GOAL 1:
Decide whether each statement below agrees with the passage on yield spread premium (YSP) that follows. Answer yes or no for each, and quote the words of the passage that settle it.
(a) Under the new GFE, any YSP left over is credited straight to the borrower to offset other closing costs.
(b) Charging all compensation as origination fee is the best option on a VA loan.
(c) Brokers may raise their origination charges whenever they choose.
§
In December, lenders credited 100% of YSP as a POC (paid outside of closing) directly to the mortgage broker. The broker then instructed the lender how much of the YSP they would like to “credit” the borrower. The broker retained their compensation from the YSP. Today, post the new GFE, YSP is handled quite differently. The only portion of YSP that passes directly to the broker now, is the portion that they have disclosed and included in their “origination fee” in box one of the new GFE. Any remaining YSP, if there is any, gets credited directly to the borrower to offset other closing costs. This is the new world order. The YSP really belongs 100% to the borrower. To participate in YSP, the broker must disclose it as a part of their origination fee on the new GFE.
There is another option and that is to simply charge all compensation as origination fee instead of YSP and let the borrower get 100% of YSP directly as a credit. The latter option works a little better with most LOS software and may save you some work around hassles. But this option is not your best option on a VA loan, due to origination fee constraints.
Both methodologies are treated the same on the GFE, requiring brokers to put the compensation they expect to make (whether all origination fee, all YSP or a combo of the two), as expressed in a dollar amount plus the lender fees in box one. If the rate desired pays YSP, it is disclosed in its entirety in Box 2, as a credit to the borrower. But any way you dice broker compensation, at the end of the day, 100% of the YSP gets credited to offset borrower costs on a brokered loan. It is worth saying it in yet another way:
YSP = borrowers credit Discount points = borrowers charge
You cannot increase your origination charges, except in very narrowly defined circumstances, but you can reduce them. I hear from many of you that you are quoting very high origination charges so you can absorb fees you under disclosed or inadvertently undisclosed. This strategy will work with clients that blindly trust you. But it will put you at a severe disadvantage with a borrower that does not know you, and actually uses the GFE as the shopping tool it was intended to be.
I suggest a couple of things here...
First, since you will no longer credit the borrower on a brokered loan, as YSP now gets credited directly to the borrower, it is time we moved away from terms like “zero point” loans or “no cost” loans. They were always misnomers anyway. More to the point, and the pun is intended, you may corner yourself in using this terminology.
§
GOAL 2: Select every line in the rows below that contains the string "ridge", treating uppercase and lowercase as different.

[Point annotation records]
§
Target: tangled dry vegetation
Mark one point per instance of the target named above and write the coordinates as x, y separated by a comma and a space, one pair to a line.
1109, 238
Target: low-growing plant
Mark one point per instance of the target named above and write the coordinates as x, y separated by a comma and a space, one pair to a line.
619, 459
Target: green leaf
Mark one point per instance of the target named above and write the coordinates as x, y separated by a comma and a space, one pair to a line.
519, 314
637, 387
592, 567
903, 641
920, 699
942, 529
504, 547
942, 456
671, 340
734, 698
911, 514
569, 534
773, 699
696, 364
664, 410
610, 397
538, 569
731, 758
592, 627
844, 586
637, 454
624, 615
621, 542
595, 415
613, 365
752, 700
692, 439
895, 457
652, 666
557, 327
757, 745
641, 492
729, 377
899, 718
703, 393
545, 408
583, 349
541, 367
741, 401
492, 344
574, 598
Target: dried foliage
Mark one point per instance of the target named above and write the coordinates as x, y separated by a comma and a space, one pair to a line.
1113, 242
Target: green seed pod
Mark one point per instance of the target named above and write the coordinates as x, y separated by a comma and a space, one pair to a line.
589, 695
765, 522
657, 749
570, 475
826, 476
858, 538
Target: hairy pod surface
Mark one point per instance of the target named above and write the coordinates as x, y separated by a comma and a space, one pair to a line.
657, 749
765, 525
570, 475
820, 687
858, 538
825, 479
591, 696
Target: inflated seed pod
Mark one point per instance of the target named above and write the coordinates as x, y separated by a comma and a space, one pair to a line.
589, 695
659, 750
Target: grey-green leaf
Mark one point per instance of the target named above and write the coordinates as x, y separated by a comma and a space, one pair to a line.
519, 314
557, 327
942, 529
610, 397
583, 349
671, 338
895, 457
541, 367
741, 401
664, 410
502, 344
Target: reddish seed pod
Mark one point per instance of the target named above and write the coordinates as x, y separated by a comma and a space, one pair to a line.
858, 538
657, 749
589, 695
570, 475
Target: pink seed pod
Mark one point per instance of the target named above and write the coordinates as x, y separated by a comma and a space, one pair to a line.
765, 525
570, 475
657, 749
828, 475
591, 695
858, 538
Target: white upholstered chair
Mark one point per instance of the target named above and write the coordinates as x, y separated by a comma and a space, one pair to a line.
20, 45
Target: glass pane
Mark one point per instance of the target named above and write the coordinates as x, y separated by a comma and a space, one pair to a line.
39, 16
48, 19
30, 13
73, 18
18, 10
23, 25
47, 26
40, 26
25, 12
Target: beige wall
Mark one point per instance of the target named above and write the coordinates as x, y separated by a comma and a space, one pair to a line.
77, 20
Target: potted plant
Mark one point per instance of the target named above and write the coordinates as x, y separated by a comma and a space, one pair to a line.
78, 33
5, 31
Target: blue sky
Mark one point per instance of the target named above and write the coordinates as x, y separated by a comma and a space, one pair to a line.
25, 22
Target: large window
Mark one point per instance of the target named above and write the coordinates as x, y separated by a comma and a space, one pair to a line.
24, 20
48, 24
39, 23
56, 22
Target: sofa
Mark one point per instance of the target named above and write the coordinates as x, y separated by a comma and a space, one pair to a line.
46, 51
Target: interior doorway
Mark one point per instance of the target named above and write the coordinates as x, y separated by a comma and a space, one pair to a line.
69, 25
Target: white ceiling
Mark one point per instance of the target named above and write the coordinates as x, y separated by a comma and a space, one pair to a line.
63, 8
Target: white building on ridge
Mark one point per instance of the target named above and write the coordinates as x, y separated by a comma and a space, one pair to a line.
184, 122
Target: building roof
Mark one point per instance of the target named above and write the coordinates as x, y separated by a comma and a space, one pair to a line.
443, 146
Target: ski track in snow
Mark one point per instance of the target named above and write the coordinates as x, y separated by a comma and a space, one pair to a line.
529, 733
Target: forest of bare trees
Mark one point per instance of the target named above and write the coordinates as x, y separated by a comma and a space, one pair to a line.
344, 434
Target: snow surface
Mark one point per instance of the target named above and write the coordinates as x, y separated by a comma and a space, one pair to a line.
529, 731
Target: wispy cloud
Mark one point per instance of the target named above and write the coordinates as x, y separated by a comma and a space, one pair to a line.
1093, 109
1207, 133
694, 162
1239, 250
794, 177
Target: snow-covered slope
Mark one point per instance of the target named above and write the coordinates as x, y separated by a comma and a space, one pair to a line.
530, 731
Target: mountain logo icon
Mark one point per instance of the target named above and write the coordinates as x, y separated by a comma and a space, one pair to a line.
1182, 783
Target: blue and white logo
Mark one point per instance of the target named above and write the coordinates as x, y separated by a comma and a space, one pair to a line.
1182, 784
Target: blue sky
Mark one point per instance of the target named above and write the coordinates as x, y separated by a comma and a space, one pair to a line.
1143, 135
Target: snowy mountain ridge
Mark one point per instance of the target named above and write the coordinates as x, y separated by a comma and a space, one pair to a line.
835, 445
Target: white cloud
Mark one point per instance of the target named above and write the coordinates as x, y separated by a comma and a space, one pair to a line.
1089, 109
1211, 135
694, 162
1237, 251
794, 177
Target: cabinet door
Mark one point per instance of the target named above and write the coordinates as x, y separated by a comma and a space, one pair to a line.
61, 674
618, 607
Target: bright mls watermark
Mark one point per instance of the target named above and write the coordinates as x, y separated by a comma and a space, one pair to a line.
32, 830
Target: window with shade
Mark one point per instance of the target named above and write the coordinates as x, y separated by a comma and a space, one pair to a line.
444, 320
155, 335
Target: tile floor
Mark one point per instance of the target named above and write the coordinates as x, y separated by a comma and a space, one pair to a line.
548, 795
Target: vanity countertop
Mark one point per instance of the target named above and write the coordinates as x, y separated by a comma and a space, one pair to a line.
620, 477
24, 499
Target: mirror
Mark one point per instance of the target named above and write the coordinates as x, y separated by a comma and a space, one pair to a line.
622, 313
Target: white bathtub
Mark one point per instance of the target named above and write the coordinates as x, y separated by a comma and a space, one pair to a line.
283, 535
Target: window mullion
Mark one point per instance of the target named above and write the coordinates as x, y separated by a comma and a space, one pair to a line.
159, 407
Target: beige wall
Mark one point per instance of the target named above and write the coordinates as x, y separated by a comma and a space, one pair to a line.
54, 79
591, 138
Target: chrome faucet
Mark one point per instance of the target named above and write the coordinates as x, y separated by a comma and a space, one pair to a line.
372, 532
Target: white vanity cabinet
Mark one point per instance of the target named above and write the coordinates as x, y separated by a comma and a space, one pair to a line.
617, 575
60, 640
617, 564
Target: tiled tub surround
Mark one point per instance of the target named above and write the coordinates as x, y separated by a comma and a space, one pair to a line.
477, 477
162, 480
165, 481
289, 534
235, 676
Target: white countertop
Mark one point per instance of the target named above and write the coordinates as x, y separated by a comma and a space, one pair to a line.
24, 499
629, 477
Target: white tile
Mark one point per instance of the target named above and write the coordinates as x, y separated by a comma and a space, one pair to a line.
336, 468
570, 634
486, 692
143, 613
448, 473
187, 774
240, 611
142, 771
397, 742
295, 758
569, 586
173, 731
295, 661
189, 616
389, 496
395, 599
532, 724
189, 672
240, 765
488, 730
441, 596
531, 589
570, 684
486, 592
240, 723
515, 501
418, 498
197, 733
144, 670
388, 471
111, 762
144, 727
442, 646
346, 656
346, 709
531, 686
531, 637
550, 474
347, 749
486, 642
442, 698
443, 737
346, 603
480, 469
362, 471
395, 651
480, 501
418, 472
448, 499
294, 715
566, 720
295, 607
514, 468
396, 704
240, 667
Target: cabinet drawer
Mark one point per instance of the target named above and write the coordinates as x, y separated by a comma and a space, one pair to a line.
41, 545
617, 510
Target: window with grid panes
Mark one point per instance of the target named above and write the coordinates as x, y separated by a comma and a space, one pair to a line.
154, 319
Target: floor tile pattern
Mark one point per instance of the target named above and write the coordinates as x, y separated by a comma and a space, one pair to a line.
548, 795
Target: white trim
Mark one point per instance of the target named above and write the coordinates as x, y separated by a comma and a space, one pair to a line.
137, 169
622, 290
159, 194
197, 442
§
TASK ANSWER 1:
(a) Yes: "Any remaining YSP, if there is any, gets credited directly to the borrower to offset other closing costs."
(b) No: "But this option is not your best option on a VA loan, due to origination fee constraints."
(c) No: "You cannot increase your origination charges, except in very narrowly defined circumstances, but you can reduce them."

TASK ANSWER 2:
Target: white building on ridge
Target: snowy mountain ridge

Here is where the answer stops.